◆ GIVEN PASSAGE ◆
I have a dataframe with this structure:
> df
factor y x
1 2 0
1 3 0
1 1 0
1 2 0
2 3 0
2 1 0
2 3 1
3 4 1
3 3 1
3 6 3
3 5 2
4 4 1
4 7 8
4 2 1
2 5 3
In the actual dataset, I have 200 rows and different variables: several continuous variables and a factor variable with 70 levels with up to 4 observations each.
I would like to randomly subsample my entire dataframe into 4 groups of equal size without replacements within each group exclusively in the factor variable. In other words, I would like to have each level of the factor variable occurring not more than once per group.
I've tried different solutions. For instance, I tried by sampling the "factor" variable into four groups without replacements as follows:
factor1 <- as.character(df$factor)
set.seed(123)
group1 <- sample(factor, 35,replace = FALSE)
factor2 <- setdiff(factor1, group1)
group2 <- sample(factor2, 35,replace = FALSE)
# and the same for "group3" and "group4"
but then I don't know how to associate the group vectors (group1, group2, etc.) to the other variables in my df ('x' and 'y').
I've also tried with:
group1 <- sample_n(df, 35, replace = FALSE)
but this solution fails as well since my dataframe doesn't include duplicated rows. The only duplicated values are in the factor variable.
Finally, I tried to use the solution proposed in reply to a similar question here, adapted to my case:
random.groups <- function(n.items = 200L, n.groups = 4L,
factor = rep(1L, n.items)) {
splitted.items <- split(seq.int(n.items), factor)
shuffled <- lapply(splitted.items, sample)
1L (order(unlist(shuffled)) %% n.groups)
}
df$groups <- random.groups(nrow(df), n.groups = 4)
However, the resulting 4 groups include duplicated values for the factor variable, so something is not working properly.
I would really appreciate any idea or suggestion to solve this problem!
CodePudding user response:
A data.table
solution demonstrated with a slightly larger dataset:
library(data.table)
dt <- setorder(data.table(factor = sample(1:10, 44, TRUE), x = runif(44), y = runif(44)), factor)
numGroups <- 4L
maxFactor <- max(dt$factor)
dt2 <- setorder(
setorder(
dt[sample(1:.N, .N)], # randomly reorder the data
factor # sort by factor
)[, temp := cumsum(.I > 0), by = factor] # create a column to count the occurrence of each factor
[temp <= numGroups] # remove rows that can't go in a group due to factor exclusion
[sample(1:.N, .N) <= (.N %/% numGroups)*numGroups] # randomly remove excess rows (keep the group sizes equal)
[, grp := c(replicate(.N/numGroups, sample(1:numGroups, numGroups)))], # randomly assign each row a group
grp # sort by group for table readability
)[, temp := NULL] # remove the temporary column
CodePudding user response:
One way is to group by factor, create a variable of factro's length, arrange by size and length. At the end, you assign a group to each first, second, third and fourth row. You can then filter out using this variable.
library(dplyr)
df <- data_frame(factor = c(1,1,1,1,2,2,2,3,3,3,3,4,4,4,2),
x = floor(runif(15, min=0, max=20)),
y = floor(runif(15, min=211, max=305)))
df <- df %>% group_by(factor) %>% mutate(size = length(factor)) %>% arrange(desc(size), factor) %>%
ungroup() %>% mutate(group = ifelse(row_number() %% 4 == 1, "A",
ifelse(row_number() %% 4 == 2, "B",
ifelse(row_number() %% 4 == 3, "C", "D"))))

◆ DATA SUPPLIED ◆
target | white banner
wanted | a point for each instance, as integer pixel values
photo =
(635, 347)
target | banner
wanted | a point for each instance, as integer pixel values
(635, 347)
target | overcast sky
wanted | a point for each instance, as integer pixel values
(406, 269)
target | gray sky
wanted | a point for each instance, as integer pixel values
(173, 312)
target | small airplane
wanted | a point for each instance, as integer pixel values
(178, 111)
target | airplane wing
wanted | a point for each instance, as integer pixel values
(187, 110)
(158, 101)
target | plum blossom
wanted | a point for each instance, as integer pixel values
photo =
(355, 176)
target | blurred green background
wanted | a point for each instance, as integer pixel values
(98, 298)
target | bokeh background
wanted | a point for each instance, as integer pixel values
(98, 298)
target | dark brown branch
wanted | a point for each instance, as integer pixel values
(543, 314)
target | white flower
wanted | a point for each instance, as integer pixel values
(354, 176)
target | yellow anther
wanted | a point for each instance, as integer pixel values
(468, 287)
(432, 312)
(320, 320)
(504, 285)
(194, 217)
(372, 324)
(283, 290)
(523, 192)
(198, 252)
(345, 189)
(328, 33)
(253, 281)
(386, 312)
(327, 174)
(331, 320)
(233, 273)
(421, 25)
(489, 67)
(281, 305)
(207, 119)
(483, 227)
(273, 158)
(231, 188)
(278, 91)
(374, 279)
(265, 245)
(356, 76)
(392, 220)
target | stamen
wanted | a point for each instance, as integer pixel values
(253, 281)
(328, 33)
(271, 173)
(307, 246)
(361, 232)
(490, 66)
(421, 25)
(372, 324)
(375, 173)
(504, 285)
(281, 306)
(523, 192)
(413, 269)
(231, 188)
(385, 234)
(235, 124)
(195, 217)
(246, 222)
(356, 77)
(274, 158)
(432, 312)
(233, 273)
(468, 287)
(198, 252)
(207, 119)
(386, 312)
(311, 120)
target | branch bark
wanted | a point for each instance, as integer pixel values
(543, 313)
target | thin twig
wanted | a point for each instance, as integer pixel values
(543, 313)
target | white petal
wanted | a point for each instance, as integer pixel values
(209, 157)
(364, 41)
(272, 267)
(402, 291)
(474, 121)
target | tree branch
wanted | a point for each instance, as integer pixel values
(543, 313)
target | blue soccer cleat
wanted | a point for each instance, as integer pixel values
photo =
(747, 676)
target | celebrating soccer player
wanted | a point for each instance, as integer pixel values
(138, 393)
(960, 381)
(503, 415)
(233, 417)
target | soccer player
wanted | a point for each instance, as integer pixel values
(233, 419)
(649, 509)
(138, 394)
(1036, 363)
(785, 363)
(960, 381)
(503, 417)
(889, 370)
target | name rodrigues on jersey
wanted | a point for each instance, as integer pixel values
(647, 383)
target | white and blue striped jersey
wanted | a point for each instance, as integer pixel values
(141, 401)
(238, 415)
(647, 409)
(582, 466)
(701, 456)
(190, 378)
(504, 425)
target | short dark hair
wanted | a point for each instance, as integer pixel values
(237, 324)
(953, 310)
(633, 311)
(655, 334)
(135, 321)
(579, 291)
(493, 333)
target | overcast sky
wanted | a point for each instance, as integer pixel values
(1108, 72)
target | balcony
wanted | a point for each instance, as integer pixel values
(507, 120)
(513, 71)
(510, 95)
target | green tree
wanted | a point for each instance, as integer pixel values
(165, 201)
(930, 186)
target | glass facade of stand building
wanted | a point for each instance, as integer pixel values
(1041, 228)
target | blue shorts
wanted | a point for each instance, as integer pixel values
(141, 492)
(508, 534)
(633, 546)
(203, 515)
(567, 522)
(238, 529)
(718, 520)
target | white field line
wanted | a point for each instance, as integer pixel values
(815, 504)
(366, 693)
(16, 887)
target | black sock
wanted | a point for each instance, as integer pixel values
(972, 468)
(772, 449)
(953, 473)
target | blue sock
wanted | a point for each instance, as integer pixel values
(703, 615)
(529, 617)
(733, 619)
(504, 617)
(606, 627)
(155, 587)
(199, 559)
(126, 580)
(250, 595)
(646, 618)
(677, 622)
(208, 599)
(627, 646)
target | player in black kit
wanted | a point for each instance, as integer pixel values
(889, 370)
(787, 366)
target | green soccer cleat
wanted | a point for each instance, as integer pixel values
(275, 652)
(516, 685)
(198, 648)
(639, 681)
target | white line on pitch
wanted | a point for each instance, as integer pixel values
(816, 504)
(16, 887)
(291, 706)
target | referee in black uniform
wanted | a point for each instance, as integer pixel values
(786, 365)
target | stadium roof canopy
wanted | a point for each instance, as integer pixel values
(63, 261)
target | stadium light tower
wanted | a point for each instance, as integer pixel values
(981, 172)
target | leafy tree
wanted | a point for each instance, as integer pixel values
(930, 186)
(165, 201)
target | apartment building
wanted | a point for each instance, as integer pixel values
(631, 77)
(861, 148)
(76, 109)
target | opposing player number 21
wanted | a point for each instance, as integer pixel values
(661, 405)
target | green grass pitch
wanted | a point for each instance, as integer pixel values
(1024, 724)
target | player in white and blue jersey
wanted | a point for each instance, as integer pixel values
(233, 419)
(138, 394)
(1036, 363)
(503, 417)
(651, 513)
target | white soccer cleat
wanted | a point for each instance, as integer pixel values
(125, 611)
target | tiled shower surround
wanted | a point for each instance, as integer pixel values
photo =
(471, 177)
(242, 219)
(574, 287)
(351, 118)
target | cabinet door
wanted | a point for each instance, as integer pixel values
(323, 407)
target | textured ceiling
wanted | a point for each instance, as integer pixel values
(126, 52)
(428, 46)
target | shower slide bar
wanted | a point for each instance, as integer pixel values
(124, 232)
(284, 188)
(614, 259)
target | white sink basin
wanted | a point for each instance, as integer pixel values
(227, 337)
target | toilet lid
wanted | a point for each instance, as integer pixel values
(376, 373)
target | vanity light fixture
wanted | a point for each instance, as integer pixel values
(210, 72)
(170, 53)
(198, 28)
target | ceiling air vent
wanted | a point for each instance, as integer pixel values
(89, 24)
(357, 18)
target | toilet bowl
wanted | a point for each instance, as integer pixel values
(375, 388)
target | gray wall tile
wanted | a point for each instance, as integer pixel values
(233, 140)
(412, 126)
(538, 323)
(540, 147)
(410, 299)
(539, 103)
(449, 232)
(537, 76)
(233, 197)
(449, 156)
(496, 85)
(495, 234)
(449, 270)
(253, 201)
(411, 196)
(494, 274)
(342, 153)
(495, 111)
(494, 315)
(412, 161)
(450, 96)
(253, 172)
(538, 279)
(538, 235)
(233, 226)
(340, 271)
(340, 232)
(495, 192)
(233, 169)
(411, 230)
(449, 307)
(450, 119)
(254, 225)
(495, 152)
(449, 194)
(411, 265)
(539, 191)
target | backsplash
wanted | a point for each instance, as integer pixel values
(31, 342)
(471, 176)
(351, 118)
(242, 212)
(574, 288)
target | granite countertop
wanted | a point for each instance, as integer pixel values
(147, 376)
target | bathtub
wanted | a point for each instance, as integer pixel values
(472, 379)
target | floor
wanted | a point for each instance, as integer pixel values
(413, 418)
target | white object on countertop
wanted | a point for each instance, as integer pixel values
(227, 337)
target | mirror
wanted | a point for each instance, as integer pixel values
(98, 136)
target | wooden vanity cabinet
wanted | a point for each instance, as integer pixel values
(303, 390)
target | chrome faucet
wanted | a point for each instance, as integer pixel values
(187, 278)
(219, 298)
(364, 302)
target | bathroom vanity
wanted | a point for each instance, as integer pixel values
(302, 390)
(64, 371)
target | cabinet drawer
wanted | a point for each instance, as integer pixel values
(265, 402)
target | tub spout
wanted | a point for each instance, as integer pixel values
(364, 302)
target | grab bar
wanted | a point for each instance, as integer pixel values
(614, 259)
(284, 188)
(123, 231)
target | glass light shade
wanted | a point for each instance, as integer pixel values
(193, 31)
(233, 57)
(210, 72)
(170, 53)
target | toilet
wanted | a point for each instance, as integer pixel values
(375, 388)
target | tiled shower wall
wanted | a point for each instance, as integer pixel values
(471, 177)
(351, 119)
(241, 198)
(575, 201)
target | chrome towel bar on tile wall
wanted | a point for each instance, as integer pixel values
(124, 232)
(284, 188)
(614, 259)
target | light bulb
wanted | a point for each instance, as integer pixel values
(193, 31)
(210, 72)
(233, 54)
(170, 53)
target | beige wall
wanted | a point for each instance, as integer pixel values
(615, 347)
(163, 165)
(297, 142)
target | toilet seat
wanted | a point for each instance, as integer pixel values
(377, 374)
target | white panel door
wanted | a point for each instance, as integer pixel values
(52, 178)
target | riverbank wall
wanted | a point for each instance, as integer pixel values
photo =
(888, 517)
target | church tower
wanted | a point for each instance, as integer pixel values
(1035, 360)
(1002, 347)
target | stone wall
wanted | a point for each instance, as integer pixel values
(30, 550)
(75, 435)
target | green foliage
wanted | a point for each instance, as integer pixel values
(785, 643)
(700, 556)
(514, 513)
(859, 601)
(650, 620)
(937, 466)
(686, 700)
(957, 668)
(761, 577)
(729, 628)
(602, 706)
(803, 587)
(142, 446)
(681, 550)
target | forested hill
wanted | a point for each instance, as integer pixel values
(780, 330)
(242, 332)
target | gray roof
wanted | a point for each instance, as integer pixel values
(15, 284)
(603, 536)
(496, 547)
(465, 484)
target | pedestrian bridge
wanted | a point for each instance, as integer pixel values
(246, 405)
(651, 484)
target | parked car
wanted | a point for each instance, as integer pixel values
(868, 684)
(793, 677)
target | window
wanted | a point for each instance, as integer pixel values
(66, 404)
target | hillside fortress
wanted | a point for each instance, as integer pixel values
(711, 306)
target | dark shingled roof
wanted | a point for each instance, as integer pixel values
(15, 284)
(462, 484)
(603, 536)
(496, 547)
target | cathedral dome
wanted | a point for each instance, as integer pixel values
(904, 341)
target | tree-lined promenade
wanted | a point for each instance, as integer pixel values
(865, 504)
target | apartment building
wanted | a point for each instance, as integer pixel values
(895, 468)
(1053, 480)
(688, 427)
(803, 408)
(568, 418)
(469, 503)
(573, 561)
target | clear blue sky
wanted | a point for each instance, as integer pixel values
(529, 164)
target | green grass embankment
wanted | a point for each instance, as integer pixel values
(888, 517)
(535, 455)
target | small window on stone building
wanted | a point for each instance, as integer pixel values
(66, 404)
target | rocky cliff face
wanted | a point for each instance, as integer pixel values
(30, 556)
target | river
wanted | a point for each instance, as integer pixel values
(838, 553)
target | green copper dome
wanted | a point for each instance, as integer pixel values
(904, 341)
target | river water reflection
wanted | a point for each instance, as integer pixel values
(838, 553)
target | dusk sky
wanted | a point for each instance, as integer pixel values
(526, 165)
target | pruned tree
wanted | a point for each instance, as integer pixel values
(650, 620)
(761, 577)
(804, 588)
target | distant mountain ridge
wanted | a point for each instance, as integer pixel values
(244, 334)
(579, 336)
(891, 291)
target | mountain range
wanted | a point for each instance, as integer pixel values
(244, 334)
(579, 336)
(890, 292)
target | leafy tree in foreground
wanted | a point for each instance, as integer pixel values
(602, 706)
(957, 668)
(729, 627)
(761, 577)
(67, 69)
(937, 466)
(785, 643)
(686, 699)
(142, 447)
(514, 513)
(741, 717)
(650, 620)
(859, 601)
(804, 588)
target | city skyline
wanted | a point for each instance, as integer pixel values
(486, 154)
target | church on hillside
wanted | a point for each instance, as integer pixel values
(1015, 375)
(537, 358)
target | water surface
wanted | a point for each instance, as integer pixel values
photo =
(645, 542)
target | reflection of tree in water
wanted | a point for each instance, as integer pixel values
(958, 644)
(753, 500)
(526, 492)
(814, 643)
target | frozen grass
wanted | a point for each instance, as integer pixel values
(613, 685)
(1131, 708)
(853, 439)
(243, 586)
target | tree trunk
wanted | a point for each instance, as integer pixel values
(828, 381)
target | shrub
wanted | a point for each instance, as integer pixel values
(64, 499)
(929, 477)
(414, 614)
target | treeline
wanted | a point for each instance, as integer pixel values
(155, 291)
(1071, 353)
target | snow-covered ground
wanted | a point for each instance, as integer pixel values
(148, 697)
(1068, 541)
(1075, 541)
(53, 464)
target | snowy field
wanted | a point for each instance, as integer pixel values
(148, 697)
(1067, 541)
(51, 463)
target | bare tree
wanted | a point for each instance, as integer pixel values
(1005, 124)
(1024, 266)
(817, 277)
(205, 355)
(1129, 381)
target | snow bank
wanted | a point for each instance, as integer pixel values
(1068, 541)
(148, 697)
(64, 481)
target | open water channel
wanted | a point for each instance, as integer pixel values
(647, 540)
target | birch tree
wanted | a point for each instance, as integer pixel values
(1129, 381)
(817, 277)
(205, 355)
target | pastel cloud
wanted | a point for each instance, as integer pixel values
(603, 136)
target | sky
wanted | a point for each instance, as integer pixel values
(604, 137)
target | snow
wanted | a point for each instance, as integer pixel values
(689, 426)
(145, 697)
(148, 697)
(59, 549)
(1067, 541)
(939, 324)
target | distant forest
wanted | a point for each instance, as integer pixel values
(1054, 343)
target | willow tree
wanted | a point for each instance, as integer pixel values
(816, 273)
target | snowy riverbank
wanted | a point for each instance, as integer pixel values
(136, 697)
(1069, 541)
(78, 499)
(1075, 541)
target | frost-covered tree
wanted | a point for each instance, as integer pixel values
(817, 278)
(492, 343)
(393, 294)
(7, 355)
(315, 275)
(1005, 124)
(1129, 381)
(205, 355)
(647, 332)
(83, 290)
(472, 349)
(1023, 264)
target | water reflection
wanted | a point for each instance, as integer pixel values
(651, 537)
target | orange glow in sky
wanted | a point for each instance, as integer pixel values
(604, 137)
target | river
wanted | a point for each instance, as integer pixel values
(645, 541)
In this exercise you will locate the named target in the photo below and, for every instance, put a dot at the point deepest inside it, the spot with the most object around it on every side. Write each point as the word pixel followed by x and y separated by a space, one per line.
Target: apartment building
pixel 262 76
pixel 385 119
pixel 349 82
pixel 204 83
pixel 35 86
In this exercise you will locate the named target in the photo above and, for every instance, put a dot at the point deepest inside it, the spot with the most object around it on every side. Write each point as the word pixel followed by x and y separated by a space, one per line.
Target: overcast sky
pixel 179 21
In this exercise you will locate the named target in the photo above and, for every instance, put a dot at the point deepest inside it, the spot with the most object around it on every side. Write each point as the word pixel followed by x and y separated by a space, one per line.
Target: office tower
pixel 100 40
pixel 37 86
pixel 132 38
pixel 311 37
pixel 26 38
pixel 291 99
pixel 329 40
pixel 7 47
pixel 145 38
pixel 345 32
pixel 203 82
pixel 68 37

◆ TO DO ◆
A - In the forum thread about splitting an R dataframe into groups, list every group label that the dplyr answer assigns to rows.
B - Duplicate the lines of the listing between the line containing "target | snow bank" and the line containing "(1054, 343)", inclusive.

◆ FINAL ANSWERS ◆
A - A, B, C, D

B -
target | snow bank
wanted | a point for each instance, as integer pixel values
(1068, 541)
(148, 697)
(64, 481)
target | open water channel
wanted | a point for each instance, as integer pixel values
(647, 540)
target | birch tree
wanted | a point for each instance, as integer pixel values
(1129, 381)
(817, 277)
(205, 355)
target | pastel cloud
wanted | a point for each instance, as integer pixel values
(603, 136)
target | sky
wanted | a point for each instance, as integer pixel values
(604, 137)
target | snow
wanted | a point for each instance, as integer pixel values
(689, 426)
(145, 697)
(148, 697)
(59, 549)
(1067, 541)
(939, 324)
target | distant forest
wanted | a point for each instance, as integer pixel values
(1054, 343)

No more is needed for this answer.